> READING PASSAGE:

- Opening Delimiter -

Two thousand years later, John’s call rings in our ears, as we wait for Christ to come in glory. Like I said last week, we are here “in the meantime” between promise and fulfillment. And so, we wait in hope, learning to see in the dark. But good things come from good preparation. Now we use what light we have to get ready for God’s arrival. Someone’s got to light the runway so that the plane can land.

How do we get ready? The first thing John tells us is to clean ourselves up. If we want to make room for Christ in our hearts, we should probably tidy them up a little. Clear out all that old anger at those who’ve done us wrong, and replace it with forgiveness. Wipe off that selfishness that privileges our comfort over someone else’s and replace it with service and sacrifice. This is the work of repentance. It begins with removing the logs from our own eyes.

But preparation goes further than that. Preparation begins working towards the hope that will be fulfilled in Christ. If we want to make ready, we have to go out into the dark, into the wilderness, and begin making a highway for our God.

So what do we do? We set up scaffolding. We make piles. We quietly do the little work that makes the big work possible. We show up, week after week, day after day, committed to the work of love even when it isn’t easy, so that together we can make things happen. When we need to come together, we do so on the strength of all that shared work, all that time spent in fellowship is the scaffolding that enables the Lord to build the house, because unless the Lord builds the house, it is built in vain. We proclaim the good news with our mouths and our hands, and fight the good fight even when we know we’ll lose.

Ida B. Wells prepared the way. In the 1890’s, she became the country’s strongest anti-lynching advocate. She kept statistics and wrote detailed accounts filled with moral outrage. She travelled the world, passionately committed to both Civil Rights and Women’s Suffrage. 80 years before Rosa Parks, she refused to give up her seat on a train to a white man.[1] They chased her off the train. But she paved the way. She co-founded the NAACP, which, with Rosa Parks as a plaintiff, successfully challenged Montgomery segregation. Make straight in the desert a highway for our God.

Florence Nightingale went to an army hospital in Crimea and was shocked that so many more soldiers died from hospitals than from battle. She organized a response, called in every favor she could to bring sanitation and resources into army medicine, and when she returned to England she wrote the book on nursing, built schools, and trained new nurses. She would be amazed at the modern hospital, but it’s thanks to her. She paved the way.

Do not wait idly. Prepare the way of the Lord. Keep your eye on the horizon and your hand on the plow. Exercise your faith muscles. You may not be in a place where you can make a lot of progress in kingdom-building. You may be stuck in a job where doing the right thing is punished severely. You may be in an environment where God’s message of love and reconciliation cannot take hold. But don’t let your muscles atrophy. Continue to work, in whatever ways you can, to prepare the way for God to come through. We might not make a lot of progress sometimes, or it might not look like we’re making progress. But we can exercise our servanthood, practice our message, and get our faith muscles strong so that when it’s our time to shine, we’re ready to hit the ground running.

- Closing Delimiter -

(Point-per-instance localization data)
- Opening Delimiter -

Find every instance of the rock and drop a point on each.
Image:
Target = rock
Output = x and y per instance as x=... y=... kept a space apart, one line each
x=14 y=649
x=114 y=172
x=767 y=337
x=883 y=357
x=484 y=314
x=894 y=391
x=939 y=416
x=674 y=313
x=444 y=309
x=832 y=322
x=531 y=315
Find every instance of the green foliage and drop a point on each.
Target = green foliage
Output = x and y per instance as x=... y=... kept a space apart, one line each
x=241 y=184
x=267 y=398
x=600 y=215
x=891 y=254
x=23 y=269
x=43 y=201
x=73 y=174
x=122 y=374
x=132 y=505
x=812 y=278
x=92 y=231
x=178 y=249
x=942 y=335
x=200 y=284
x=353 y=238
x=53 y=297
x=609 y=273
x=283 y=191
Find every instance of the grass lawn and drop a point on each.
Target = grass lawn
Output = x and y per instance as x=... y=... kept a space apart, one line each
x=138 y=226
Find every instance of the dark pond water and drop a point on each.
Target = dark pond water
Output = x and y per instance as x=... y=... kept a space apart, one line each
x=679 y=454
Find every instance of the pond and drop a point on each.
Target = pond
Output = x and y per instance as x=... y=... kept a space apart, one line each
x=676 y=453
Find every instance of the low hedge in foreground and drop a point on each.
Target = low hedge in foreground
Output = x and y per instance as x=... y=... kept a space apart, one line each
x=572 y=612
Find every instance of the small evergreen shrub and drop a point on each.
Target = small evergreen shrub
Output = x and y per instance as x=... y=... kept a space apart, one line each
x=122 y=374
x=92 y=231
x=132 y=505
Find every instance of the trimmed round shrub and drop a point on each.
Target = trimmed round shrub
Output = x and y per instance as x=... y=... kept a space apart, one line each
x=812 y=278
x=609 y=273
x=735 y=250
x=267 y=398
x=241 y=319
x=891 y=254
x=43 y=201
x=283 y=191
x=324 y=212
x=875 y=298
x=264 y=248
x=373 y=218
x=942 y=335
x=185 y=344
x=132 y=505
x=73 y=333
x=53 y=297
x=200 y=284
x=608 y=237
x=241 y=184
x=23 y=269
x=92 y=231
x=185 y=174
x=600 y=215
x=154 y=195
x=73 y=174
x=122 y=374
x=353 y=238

- Closing Delimiter -

> SET OF TASKS:
1. Answer these questions about the sermon excerpt:
(a) What is the first thing John tells us to do to get ready?
(b) In which decade did Ida B. Wells become the country's strongest anti-lynching advocate?
(c) Where did Florence Nightingale go when she was shocked by how many soldiers were dying from hospitals?
2. Write out everything in the sermon excerpt from "How do we get" down to "our own eyes.".

> ANSWER LIST:
1.
(a) To clean ourselves up.
(b) The 1890's.
(c) To an army hospital in Crimea.

2.
How do we get ready? The first thing John tells us is to clean ourselves up. If we want to make room for Christ in our hearts, we should probably tidy them up a little. Clear out all that old anger at those who’ve done us wrong, and replace it with forgiveness. Wipe off that selfishness that privileges our comfort over someone else’s and replace it with service and sacrifice. This is the work of repentance. It begins with removing the logs from our own eyes.